• What is being asked: From the listing below, copy only the lines from the line that contains "box: [348, 146, 353, 247]" to the line that contains "166L638 141L621 158L608", counting those two lines as part of the copy.

++++ Input data

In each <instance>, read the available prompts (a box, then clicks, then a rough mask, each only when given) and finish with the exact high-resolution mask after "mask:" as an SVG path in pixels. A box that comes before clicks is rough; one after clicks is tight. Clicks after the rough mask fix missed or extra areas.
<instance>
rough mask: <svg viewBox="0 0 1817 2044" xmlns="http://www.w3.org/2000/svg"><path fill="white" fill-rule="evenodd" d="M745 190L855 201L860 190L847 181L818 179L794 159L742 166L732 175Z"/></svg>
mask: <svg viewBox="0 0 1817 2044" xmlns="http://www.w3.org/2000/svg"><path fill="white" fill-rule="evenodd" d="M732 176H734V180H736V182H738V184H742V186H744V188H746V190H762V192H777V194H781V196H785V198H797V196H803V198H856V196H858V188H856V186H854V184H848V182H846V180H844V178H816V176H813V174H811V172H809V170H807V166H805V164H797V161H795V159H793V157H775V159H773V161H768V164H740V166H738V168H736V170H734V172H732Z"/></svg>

++++++++
++++ Input data

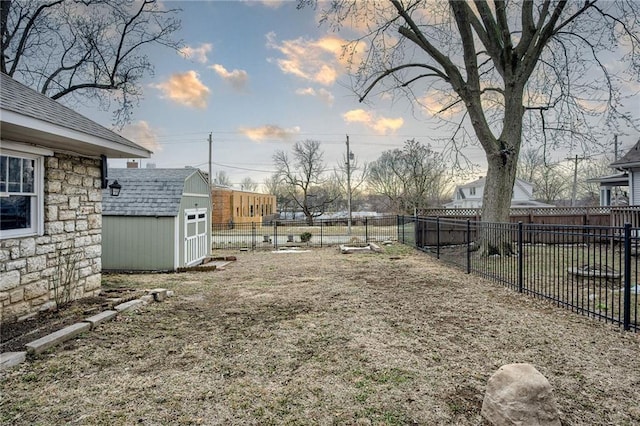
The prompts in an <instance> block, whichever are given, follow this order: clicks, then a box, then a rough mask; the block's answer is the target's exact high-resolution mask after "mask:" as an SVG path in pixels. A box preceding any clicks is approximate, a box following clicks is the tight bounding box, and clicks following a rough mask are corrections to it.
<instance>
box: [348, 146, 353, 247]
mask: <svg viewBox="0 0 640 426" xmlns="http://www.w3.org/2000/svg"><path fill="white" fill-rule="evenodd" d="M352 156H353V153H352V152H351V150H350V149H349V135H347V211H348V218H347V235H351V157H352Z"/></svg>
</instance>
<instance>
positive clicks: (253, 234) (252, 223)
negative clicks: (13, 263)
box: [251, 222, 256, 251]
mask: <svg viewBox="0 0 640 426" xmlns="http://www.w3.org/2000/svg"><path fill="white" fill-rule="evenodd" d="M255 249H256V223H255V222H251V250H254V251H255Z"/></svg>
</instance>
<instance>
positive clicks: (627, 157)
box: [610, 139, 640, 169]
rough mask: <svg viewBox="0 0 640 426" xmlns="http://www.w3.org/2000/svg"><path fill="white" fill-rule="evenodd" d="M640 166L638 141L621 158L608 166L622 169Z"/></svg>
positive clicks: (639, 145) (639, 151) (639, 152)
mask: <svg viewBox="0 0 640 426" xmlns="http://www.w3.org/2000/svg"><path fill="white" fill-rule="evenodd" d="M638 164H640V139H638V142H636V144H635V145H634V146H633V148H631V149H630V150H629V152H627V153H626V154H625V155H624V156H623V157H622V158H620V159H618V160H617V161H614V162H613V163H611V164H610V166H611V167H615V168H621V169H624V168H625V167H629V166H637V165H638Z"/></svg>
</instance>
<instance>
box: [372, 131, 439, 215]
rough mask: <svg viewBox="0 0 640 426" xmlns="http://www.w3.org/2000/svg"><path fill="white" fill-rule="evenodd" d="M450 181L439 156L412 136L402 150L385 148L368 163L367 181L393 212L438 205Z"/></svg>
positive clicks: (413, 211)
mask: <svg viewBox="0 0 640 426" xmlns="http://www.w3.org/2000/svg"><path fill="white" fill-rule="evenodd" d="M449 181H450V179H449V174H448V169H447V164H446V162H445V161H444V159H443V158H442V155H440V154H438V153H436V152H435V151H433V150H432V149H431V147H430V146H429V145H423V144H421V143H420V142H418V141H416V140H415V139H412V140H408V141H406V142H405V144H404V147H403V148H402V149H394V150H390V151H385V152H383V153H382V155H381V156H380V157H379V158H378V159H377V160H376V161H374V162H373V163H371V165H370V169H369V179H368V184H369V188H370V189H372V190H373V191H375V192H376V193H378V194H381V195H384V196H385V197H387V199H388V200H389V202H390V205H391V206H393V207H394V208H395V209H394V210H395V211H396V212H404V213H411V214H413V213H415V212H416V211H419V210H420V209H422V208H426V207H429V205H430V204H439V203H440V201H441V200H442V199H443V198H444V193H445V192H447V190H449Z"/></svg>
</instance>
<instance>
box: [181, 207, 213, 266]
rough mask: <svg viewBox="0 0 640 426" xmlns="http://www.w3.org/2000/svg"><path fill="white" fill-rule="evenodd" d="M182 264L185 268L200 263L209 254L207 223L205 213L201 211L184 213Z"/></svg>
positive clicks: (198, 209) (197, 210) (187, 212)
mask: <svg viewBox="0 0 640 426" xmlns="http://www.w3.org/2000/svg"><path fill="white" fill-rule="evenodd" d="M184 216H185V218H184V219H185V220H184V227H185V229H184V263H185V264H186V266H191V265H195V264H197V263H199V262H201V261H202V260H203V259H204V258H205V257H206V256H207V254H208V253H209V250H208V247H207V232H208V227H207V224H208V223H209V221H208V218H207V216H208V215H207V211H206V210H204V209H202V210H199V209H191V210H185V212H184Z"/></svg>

++++++++

• Solution to this exercise:
box: [348, 146, 353, 247]
mask: <svg viewBox="0 0 640 426" xmlns="http://www.w3.org/2000/svg"><path fill="white" fill-rule="evenodd" d="M352 156H353V153H352V152H351V150H350V149H349V135H347V211H348V218H347V235H351V157H352Z"/></svg>
</instance>
<instance>
positive clicks: (253, 234) (252, 223)
negative clicks: (13, 263)
box: [251, 222, 256, 251]
mask: <svg viewBox="0 0 640 426" xmlns="http://www.w3.org/2000/svg"><path fill="white" fill-rule="evenodd" d="M255 249H256V223H255V222H251V250H254V251H255Z"/></svg>
</instance>
<instance>
positive clicks: (627, 157)
box: [610, 139, 640, 169]
rough mask: <svg viewBox="0 0 640 426" xmlns="http://www.w3.org/2000/svg"><path fill="white" fill-rule="evenodd" d="M640 166L638 141L621 158L608 166L622 169Z"/></svg>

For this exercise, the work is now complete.